Set task: In the abstract, what value is given for the relative tectonic activity index (Iat), and what level of tectonic activity does that value suggest?

Passage shown:
----
مجلة الجيولوجيا والتعدين العراقية وزارة الصناعة والمعادن - وزارة الصناعة والمعادن -المجلد: 12 الاصدار: 2 -2016  الصفحات: 13-28 

MORPHOMETRIC ASSESSMENT OF TECTONIC ACTIVITY IN "GALAL AL-DURA" DRAINAGE BASIN, EAST OF IRAQ Luay D. Yousif1 and Ra’ad M. Dawood

ABSTRACT

  "Galal Al-Dura" is a small drainage basin of an area of 1035.4 Km², located at the middle part of the eastern borders of Iraq, south of the town of Mandili. This basin is a small seasonal stream, locally called as "Galal Al-Dura”. It is drained in "Hour Al-Shibicha" to its southwest, which is a part of Tigris River basin. The studied basin is investigated to examine the influence of tectonic activity through analysis of the geomorphic indices computed using Geographic Information System (GIS).

  The results of the calculated geomorphic indices indicate that both the of Asymmetry Factor (Af), and Basin Shape (Bs) indices show relatively high tectonic activity, whereas, the Hypsometric curve and the Hypsometric Integral (Hi), valley floor width to height Ratio (Vf), stream length-gradient (Sl), and mountain front sinuosity (Smf) indices, indicate that the old stage of the stream shows less tectonic activity. This low tectonic activity is characterized by a landscape with very subdued relief associated with low uplift rates, due to the weak sediments type of the alluvial fan that cover large part of the basin. Furthermore, the relative tectonic activity index (Iat) is found to be 2.33 (within class 3), which suggests a moderate tectonic activity in the basin. Two hundred and thirty eight structural lineaments, based on GIS aspect spatial analyst tools are drawn manually; their bearings are measured and represented as rose diagrams.
----
Record excerpts:

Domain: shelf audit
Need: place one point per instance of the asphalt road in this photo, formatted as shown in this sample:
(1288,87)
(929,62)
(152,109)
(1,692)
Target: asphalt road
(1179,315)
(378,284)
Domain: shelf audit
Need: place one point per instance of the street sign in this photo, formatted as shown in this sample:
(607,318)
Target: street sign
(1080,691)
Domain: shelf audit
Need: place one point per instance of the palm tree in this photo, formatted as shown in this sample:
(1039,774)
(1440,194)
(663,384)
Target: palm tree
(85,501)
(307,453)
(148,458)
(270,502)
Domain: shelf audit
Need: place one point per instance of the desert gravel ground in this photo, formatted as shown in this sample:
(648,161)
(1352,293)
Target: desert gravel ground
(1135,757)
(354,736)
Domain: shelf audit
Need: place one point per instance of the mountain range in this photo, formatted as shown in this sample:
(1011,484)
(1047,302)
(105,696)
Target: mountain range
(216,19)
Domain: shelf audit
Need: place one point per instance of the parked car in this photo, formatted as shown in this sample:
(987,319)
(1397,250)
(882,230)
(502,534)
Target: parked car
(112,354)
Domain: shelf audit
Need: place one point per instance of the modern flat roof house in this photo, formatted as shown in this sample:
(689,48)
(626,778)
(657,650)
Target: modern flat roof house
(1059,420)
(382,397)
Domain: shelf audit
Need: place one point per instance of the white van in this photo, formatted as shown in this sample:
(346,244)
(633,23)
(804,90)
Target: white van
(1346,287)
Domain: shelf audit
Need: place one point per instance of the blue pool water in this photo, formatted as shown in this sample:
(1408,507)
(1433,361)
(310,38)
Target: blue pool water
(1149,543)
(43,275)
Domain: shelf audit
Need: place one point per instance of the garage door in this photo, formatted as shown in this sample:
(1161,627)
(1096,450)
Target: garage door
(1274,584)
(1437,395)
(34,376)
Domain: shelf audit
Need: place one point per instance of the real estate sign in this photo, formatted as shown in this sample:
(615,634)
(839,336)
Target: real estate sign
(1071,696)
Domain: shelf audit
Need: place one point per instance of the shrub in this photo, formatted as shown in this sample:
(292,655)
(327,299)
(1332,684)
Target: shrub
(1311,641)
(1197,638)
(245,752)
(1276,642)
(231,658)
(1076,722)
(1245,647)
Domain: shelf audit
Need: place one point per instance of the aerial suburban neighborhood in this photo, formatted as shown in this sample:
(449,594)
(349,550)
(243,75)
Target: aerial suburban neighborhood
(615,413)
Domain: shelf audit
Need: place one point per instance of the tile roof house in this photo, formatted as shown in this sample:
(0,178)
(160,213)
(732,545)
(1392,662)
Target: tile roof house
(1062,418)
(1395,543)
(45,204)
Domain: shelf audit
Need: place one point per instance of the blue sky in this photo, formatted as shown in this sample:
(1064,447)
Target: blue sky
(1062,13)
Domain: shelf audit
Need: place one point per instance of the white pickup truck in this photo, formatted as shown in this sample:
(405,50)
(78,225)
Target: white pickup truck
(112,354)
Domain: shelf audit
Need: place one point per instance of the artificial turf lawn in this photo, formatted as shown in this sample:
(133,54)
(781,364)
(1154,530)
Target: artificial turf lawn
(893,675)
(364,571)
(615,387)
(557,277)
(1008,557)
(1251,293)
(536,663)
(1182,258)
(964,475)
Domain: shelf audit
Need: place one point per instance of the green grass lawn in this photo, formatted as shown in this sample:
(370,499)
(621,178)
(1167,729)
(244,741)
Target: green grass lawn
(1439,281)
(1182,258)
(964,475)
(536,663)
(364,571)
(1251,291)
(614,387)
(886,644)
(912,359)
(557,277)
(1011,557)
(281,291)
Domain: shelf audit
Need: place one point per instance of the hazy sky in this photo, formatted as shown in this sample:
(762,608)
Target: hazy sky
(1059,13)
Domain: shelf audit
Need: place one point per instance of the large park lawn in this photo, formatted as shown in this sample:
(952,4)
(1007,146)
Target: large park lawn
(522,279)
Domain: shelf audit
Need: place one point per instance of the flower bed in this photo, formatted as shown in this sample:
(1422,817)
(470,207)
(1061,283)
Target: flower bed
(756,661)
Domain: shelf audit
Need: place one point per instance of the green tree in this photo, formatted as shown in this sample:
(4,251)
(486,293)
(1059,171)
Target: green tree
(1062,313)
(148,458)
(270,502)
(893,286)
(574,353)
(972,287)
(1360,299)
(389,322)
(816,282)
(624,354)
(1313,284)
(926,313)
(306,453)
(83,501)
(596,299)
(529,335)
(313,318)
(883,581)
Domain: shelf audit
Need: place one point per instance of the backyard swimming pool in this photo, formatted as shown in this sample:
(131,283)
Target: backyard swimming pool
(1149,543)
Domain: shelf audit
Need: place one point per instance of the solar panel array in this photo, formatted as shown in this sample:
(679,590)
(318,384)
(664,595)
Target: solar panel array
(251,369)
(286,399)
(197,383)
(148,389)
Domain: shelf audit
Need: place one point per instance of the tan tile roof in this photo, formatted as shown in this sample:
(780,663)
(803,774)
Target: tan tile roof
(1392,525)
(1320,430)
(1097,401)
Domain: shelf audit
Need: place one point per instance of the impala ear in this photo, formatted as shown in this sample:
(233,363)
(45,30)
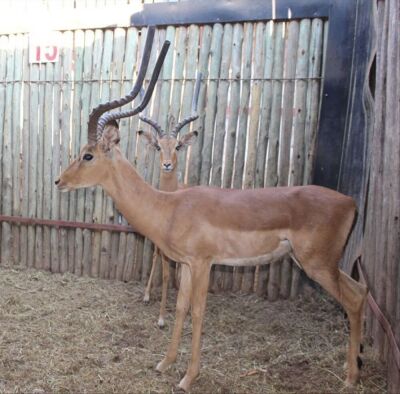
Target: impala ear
----
In response: The index is 2.33 (within class 3), which suggests a moderate tectonic activity in the basin.